* **STATED PROBLEM**
Provide an exact copy of the data, excluding the images.

* **MATERIAL FOR THE TASK**

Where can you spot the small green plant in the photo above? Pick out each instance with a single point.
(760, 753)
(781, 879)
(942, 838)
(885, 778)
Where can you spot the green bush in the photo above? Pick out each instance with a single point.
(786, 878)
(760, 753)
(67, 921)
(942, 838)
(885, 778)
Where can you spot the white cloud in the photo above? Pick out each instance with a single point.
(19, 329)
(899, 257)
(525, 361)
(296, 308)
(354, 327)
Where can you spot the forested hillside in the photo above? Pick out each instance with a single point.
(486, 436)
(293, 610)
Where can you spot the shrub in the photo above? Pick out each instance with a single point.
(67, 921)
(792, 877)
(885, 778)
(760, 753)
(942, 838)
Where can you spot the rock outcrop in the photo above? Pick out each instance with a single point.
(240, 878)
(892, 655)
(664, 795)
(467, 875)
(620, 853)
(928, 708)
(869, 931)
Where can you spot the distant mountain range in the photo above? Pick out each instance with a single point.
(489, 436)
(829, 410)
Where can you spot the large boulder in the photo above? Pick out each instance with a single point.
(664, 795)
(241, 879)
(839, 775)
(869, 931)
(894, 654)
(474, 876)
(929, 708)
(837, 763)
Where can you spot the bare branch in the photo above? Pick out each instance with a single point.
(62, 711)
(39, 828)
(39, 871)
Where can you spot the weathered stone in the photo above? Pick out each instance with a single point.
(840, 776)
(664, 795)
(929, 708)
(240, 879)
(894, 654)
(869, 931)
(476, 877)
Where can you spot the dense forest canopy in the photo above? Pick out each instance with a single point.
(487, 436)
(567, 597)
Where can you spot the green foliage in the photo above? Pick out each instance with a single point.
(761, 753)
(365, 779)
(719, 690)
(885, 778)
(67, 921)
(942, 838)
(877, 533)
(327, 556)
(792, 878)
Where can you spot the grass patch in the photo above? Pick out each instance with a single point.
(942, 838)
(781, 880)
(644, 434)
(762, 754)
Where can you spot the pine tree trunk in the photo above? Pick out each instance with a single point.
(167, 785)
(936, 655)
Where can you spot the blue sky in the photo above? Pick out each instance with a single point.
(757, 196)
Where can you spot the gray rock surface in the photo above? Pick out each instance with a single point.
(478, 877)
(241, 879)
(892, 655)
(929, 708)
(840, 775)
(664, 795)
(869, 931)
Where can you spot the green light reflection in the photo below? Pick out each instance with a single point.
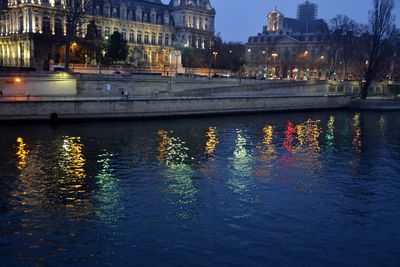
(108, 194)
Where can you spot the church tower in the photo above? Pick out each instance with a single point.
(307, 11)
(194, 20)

* **SOLUTION BELOW**
Where can you spot the small green plant in the photo above? Pick out each instance with a single point.
(760, 753)
(781, 879)
(942, 838)
(885, 778)
Where can you spot the green bush in the photo above? Pick out each instance with a single point.
(786, 878)
(760, 753)
(67, 921)
(942, 838)
(885, 778)
Where can you spot the white cloud in the photo above? Pick out each instance with a single point.
(19, 329)
(899, 257)
(525, 361)
(296, 308)
(354, 327)
Where can you spot the forested hillside in the photo above? Pick out each instance with a single point.
(486, 436)
(293, 610)
Where can you spot the shrub in the photo above? Pick out each instance with a single point.
(67, 921)
(792, 877)
(885, 778)
(760, 753)
(942, 838)
Where can you spot the rock outcrop in the photo above? Pick out each instance with a single point.
(240, 878)
(892, 655)
(664, 795)
(467, 875)
(620, 853)
(928, 708)
(869, 931)
Where can you spot the distant mountain range in the photo above? Pick out each instance with a single point.
(489, 436)
(829, 410)
Where can you spot the large boulder in the photo above? Pick out each instance with a single point.
(664, 795)
(241, 879)
(839, 775)
(869, 931)
(894, 654)
(474, 876)
(929, 708)
(837, 763)
Where can you spot the bare branch in the photo above? Pick out each instance with a single point.
(62, 711)
(39, 828)
(39, 871)
Where can you spot the weathered stone in the photo above? Pick out each instance with a single point.
(840, 776)
(664, 795)
(929, 708)
(240, 879)
(894, 654)
(869, 931)
(476, 877)
Where can you spot the dense forest canopy in the photo above? Pick out each instance with a single point.
(487, 436)
(567, 597)
Where can you spot the green foliage in the photo above? Pick out each instance with a single point.
(761, 753)
(365, 779)
(719, 690)
(885, 778)
(67, 921)
(942, 838)
(877, 533)
(327, 556)
(792, 878)
Where can you spot the grass patch in the photo above? Pick out each instance with a single point.
(942, 838)
(781, 880)
(644, 434)
(762, 754)
Where can you spot the pine tree trunk in the photo above? Pick out each instance with a single point.
(167, 785)
(936, 655)
Where can you spot the blue sky in the photo above? Pick out each instance with a single point.
(757, 196)
Where can you spot the gray rock surface in the photo above? Pick out each instance with a single point.
(478, 877)
(241, 879)
(892, 655)
(929, 708)
(840, 775)
(664, 795)
(869, 931)
Where can you spot the green light reflection in the photo below? Pick out each instance with a single point.
(108, 194)
Where can you spot the church tower in the photo above? Pick out each instance with a single point.
(307, 11)
(194, 20)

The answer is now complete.